## Supplied passage
Monday, June 8

"commend me to a bruised brother, a
broken reed. for the Man of Sorrows is never
far from him." robert murray mccheyne

hmmmm.
bruised and broken.
like Jesus. our goal.

can i keep the devil from taking
my song? pastor bobby's
words still ring in my ears.

plant my feet
on the Solid Rock.
held steady by Jesus.
when the storms roar, and
i sway in my pain, may the song
live!

the business goes under.
you lose your job. someone you
love more than you love yourself
dies. can the devil take our song?
can't let him do it.
can't let him win.

it was a normal week day.
i drove to modesto to see my
doctor. picked up a steaming-hot
bowl of cheesy-potato soup to go.
cradled the bowl, with a plastic lid,
deep in my lap. as i pulled right, onto
the main street, making a sharp turn,
the soup flew.
lid off. all over me, and toward the passenger seat
where i had important papers.
as i reached to grab the bowl,
i automatically turned the steering wheel
in that direction, and jumped the curb
on one side.

standing by my car. stunned.
soup down my black dress. chew-
ing on my bottom lip. unable
to bring the car back over the curb.
i stood.
cell phone forgotten at home.
my song fading.

a police car pulled up to see that
everything was okay. i explained my
delimna. before i could mentally devise
a solution, the officer looked at me, and
said....i can tell by your eyes that you
have been drinking!

excuse me?!! what did you say?

you have been drinking!
i can tell by your eyes.

too stunned to tell him i was ten
days away from eye surgery on the
muscles of my eyes...that one pupil
or the other wanders to the outside,
i just gaped at him.
speechless.
unable to dialogue that i have NEVER
liked alcohol. how it tastes or how it
makes me feel. i NEVER drink.

but before i knew it, they were
putting me in the backseat of the
police car. charging me with a DUI.
no breathilizer. just because..my eyes.

the song?
it was gone.
replaced by a dirge of terror and
horror and shock.

through the grid in the police car,
my voice trembling, i said, draw my blood!

it was done by a nurse.
i was booked into the women's jail
in the next city, in the middle of nowhere.
stripped. finger-printed. face mugged.
one phone call allowed, and i could not
think of one phone number. not one.

brokenness.
a path to higher ground.
well, i didn't like it. didn't want it.
knew i had been wronged, and did not
want any music.

finally, i was led outside.
three massive, tilled fields between
me and the road. was told i had five minutes
to cross this spanse, and catch the last bus
of the night to modesto.

run!
my instincts kicked in.
i knew how to run.
kicking off my
flip-flops. eyes down so as to miss
the holes. face covered in tears, i
started running for my life. as the bus
was pulling away, i slapped the door, and it opened.

today,
my eye surgery is done.
all charges have been dropped
because no alcohol or drugs were
found in my blood. it was a dear friend
who called out of the blue, who retained
an attorney to represent me. i had told
every young woman arrested after me about
Jesus. and He, through it all, did NOT aban-
don me.

i flunked with my song.
i wasn't noble in my brokenness.
but God used this in my life. the pain
DID become my gift.

"i want to scale the utmost heights,
and catch a gleam of glory bright;
but still i'll pray 'til Heaven i've found,
my prayer, my aim is highter ground." (old hymn)

## Available data
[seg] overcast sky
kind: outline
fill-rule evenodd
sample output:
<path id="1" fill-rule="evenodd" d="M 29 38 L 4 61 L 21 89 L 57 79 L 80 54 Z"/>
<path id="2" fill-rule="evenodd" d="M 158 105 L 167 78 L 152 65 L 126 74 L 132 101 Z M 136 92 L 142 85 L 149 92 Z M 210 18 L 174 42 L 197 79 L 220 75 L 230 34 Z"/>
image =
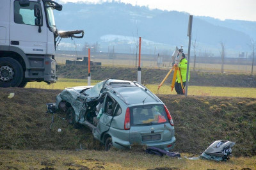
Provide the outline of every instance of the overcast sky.
<path id="1" fill-rule="evenodd" d="M 186 12 L 193 15 L 219 19 L 256 21 L 256 0 L 118 0 L 150 9 Z M 97 3 L 111 0 L 57 0 L 62 2 Z"/>

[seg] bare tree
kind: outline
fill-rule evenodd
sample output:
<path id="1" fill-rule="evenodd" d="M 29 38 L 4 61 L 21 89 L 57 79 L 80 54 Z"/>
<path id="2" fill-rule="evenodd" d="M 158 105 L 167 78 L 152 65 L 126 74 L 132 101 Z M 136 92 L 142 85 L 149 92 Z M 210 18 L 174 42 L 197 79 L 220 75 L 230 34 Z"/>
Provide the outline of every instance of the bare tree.
<path id="1" fill-rule="evenodd" d="M 253 63 L 254 63 L 254 50 L 256 49 L 256 44 L 255 42 L 254 42 L 254 39 L 253 38 L 251 38 L 251 42 L 250 44 L 249 45 L 250 47 L 252 48 L 252 71 L 251 73 L 253 73 Z"/>
<path id="2" fill-rule="evenodd" d="M 221 50 L 220 52 L 220 54 L 221 56 L 221 73 L 224 72 L 224 58 L 225 58 L 225 43 L 223 43 L 222 41 L 220 43 L 220 46 L 221 47 Z"/>
<path id="3" fill-rule="evenodd" d="M 193 46 L 193 49 L 194 49 L 194 54 L 195 54 L 195 58 L 194 58 L 194 68 L 193 68 L 193 70 L 195 71 L 196 70 L 196 49 L 198 47 L 198 43 L 196 42 L 196 39 L 197 39 L 197 33 L 196 33 L 196 38 L 195 39 L 194 42 L 192 42 L 192 46 Z"/>

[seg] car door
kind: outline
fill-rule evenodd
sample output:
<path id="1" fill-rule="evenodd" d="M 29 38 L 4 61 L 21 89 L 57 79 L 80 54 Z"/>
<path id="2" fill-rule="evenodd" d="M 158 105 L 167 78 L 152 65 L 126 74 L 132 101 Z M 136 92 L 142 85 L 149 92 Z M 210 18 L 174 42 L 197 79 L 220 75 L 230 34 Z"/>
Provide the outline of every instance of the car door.
<path id="1" fill-rule="evenodd" d="M 93 133 L 95 137 L 100 139 L 102 133 L 109 129 L 117 102 L 109 94 L 106 95 L 102 107 L 102 114 Z"/>
<path id="2" fill-rule="evenodd" d="M 42 1 L 29 1 L 28 5 L 20 4 L 21 1 L 12 1 L 10 13 L 10 45 L 21 49 L 25 54 L 47 54 L 47 24 L 42 8 Z M 41 31 L 35 24 L 35 6 L 41 11 Z"/>

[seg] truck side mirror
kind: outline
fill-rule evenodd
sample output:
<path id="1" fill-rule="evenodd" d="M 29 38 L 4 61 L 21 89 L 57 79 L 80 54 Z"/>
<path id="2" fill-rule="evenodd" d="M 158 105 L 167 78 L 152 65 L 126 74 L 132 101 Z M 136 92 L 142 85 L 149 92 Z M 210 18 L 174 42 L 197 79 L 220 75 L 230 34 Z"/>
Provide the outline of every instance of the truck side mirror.
<path id="1" fill-rule="evenodd" d="M 34 7 L 34 15 L 37 19 L 41 18 L 42 13 L 41 13 L 41 8 L 39 5 L 35 4 Z"/>
<path id="2" fill-rule="evenodd" d="M 35 24 L 36 26 L 39 26 L 38 27 L 38 33 L 41 33 L 42 32 L 42 29 L 41 29 L 41 26 L 42 26 L 42 12 L 41 12 L 41 6 L 38 5 L 38 4 L 35 4 L 34 6 L 34 15 L 35 17 L 36 17 L 36 19 L 35 19 Z"/>
<path id="3" fill-rule="evenodd" d="M 19 1 L 20 3 L 20 6 L 22 7 L 26 7 L 29 6 L 29 0 L 20 0 Z"/>
<path id="4" fill-rule="evenodd" d="M 42 26 L 42 20 L 40 18 L 35 19 L 35 24 L 38 26 Z"/>

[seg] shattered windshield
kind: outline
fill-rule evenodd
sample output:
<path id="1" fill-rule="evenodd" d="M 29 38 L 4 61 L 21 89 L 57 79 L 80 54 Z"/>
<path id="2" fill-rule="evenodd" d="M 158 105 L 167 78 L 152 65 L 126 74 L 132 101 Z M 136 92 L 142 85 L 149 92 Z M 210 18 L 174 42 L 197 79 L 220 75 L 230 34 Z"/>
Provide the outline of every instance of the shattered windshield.
<path id="1" fill-rule="evenodd" d="M 102 89 L 106 81 L 104 81 L 96 84 L 93 88 L 84 91 L 85 95 L 89 95 L 90 97 L 99 97 L 100 94 L 100 90 Z"/>
<path id="2" fill-rule="evenodd" d="M 47 19 L 48 19 L 48 24 L 49 26 L 56 30 L 56 25 L 55 25 L 55 20 L 54 20 L 54 17 L 53 15 L 53 10 L 54 8 L 52 7 L 48 7 L 49 6 L 52 6 L 52 4 L 49 3 L 49 2 L 47 2 L 45 3 L 45 6 L 46 6 L 46 13 L 47 15 Z"/>

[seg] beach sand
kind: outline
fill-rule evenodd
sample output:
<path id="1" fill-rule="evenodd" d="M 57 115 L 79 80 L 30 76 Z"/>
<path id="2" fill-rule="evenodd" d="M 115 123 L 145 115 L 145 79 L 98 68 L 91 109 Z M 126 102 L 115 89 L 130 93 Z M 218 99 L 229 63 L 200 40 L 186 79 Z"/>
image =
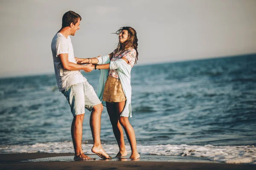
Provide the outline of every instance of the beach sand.
<path id="1" fill-rule="evenodd" d="M 191 156 L 141 155 L 140 160 L 73 161 L 73 153 L 1 153 L 1 170 L 255 170 L 255 165 L 227 164 Z M 114 156 L 114 155 L 111 156 Z"/>

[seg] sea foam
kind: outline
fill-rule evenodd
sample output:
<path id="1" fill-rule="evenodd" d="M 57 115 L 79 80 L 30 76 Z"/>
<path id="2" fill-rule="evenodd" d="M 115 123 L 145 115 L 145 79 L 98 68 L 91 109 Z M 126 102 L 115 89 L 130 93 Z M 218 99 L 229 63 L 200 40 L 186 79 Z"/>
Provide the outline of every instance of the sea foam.
<path id="1" fill-rule="evenodd" d="M 92 144 L 82 144 L 84 152 L 93 154 Z M 116 154 L 118 147 L 116 144 L 103 144 L 103 147 L 109 154 Z M 139 153 L 147 155 L 180 156 L 196 156 L 208 158 L 210 161 L 218 161 L 228 164 L 256 164 L 256 147 L 248 146 L 204 146 L 186 144 L 166 144 L 155 145 L 138 145 Z M 126 146 L 128 152 L 131 152 L 129 146 Z M 70 153 L 73 152 L 72 142 L 48 142 L 36 143 L 32 145 L 1 145 L 0 152 Z"/>

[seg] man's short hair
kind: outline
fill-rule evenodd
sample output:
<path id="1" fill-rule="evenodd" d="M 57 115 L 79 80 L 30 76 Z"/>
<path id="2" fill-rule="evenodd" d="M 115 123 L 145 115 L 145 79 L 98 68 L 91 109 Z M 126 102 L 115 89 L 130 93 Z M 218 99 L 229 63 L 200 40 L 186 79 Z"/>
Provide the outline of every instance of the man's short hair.
<path id="1" fill-rule="evenodd" d="M 82 20 L 82 18 L 79 14 L 72 11 L 68 11 L 64 14 L 62 17 L 62 28 L 69 26 L 72 23 L 74 25 L 76 25 L 79 19 L 80 19 L 80 21 Z"/>

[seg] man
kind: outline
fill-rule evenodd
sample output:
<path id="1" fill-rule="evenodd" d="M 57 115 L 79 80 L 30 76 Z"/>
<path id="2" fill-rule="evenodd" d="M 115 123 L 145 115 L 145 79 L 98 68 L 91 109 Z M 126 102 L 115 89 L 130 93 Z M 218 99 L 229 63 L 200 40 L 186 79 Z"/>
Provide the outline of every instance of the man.
<path id="1" fill-rule="evenodd" d="M 71 135 L 75 149 L 75 160 L 91 160 L 86 156 L 81 147 L 82 125 L 84 108 L 92 111 L 90 126 L 94 144 L 92 152 L 101 158 L 110 159 L 102 148 L 100 141 L 100 125 L 103 106 L 97 96 L 93 87 L 87 82 L 80 71 L 91 71 L 91 64 L 81 65 L 77 64 L 70 35 L 74 36 L 80 29 L 81 16 L 70 11 L 62 17 L 61 28 L 55 35 L 52 41 L 55 75 L 60 91 L 65 96 L 70 104 L 74 116 L 71 125 Z"/>

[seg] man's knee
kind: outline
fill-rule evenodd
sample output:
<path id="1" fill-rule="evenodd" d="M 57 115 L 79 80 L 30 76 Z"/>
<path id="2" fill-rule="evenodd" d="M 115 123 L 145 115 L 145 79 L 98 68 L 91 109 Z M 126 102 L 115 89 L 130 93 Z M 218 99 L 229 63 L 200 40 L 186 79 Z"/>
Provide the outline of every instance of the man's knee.
<path id="1" fill-rule="evenodd" d="M 73 119 L 73 120 L 75 122 L 82 122 L 84 120 L 84 114 L 81 114 L 78 115 L 74 116 Z"/>
<path id="2" fill-rule="evenodd" d="M 93 110 L 94 111 L 102 112 L 103 110 L 103 105 L 102 104 L 95 105 L 93 108 Z"/>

## Task set
a) In the June 8 post, list the hard events named in the lines starting "the business goes under."
b) Copy the part of the June 8 post from "excuse me?!! what" up to and including "speechless." word for word.
You won't need the rows for this.

## Task-by-task solutions
a)
- the business goes under
- you lose your job
- someone you love more than you love yourself dies

b)
excuse me?!! what did you say?

you have been drinking!
i can tell by your eyes.

too stunned to tell him i was ten
days away from eye surgery on the
muscles of my eyes...that one pupil
or the other wanders to the outside,
i just gaped at him.
speechless.